Past is Present: Settler Colonialism Matters!

On 5-6 March 2011, the Palestine Society at the School of Oriental and African Studies (SOAS) in London will hold its seventh annual conference, "Past is Present: Settler Colonialism in Palestine." This year`s conference aims to understand Zionism as a settler colonial project which has, for more than a century, subjected Palestine and Palestinians to a structural and violent form of destruction, dispossession, land appropriation and erasure in the pursuit of a new Jewish Israeli society. By organizing this conference, we hope to reclaim and revive the settler colonial paradigm and to outline its potential to inform and guide political strategy and mobilization.

The Israeli-Palestinian conflict is often described as unique and exceptional with little resemblance to other historical or ongoing colonial conflicts. Yet, for Zionism, like other settler colonial projects such as the British colonization of Ireland or European settlement of North America, South Africa or Australia, the imperative is to control the land and its resources -- and to displace the original inhabitants. Indeed, as conference keynote speaker Patrick Wolfe, one of the foremost scholars on settler colonialism and professor at La Trobe University in Victoria, Australia, argues, "the logic of this project, a sustained institutional tendency to eliminate the Indigenous population, informs a range of historical practices that might otherwise appear distinct--invasion is a structure not an event."[i]

Therefore, the classification of the Zionist movement as a settler colonial project, and the Israeli state as its manifestation, is not merely intended as a statement on the historical origins of Israel, nor as a rhetorical or polemical device. Rather, the aim is to highlight Zionism`s structural continuities and the ideology which informs Israeli policies and practices in Palestine and toward Palestinians everywhere. Thus, the Nakba -- whether viewed as a spontaneous, violent episode in war, or the implementation of a preconceived master plan -- should be understood as both the precondition for the creation of Israel and the logical outcome of Zionist settlement in Palestine.

——————————

WRITTEN INSTRUCTION 1 →
In the conference announcement, where does keynote speaker Patrick Wolfe hold his professorship?

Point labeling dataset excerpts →

——————————

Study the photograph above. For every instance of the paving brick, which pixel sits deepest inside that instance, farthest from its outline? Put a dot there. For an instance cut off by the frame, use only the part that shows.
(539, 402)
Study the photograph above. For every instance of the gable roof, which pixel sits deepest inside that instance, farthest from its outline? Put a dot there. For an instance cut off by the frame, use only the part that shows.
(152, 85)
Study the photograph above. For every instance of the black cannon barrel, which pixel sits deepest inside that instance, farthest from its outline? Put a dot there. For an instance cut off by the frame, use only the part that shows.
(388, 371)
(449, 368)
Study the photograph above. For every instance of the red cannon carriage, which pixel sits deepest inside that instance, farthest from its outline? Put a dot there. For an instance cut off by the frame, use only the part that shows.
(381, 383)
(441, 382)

——————————

WRITTEN INSTRUCTION 2 →
Reproduce the listing from the line containing "Study the photograph above. For every instance of the gable" through the last line of the listing, with the requests included and -92 added to every point coordinate in the answers.

FINAL ANSWER 1 →
La Trobe University in Victoria, Australia.

FINAL ANSWER 2 →
Study the photograph above. For every instance of the gable roof, which pixel sits deepest inside that instance, farthest from its outline? Put a dot there. For an instance cut off by the frame, use only the part that shows.
(60, -7)
Study the photograph above. For every instance of the black cannon barrel, which pixel sits deepest inside that instance, farthest from its outline? Put a dot there. For an instance cut off by the frame, use only the part that shows.
(296, 279)
(357, 276)
Study the photograph above. For every instance of the red cannon carriage, which pixel sits deepest inside that instance, farthest from its outline? Put a dot there. For an instance cut off by the frame, use only the part that shows.
(289, 291)
(349, 290)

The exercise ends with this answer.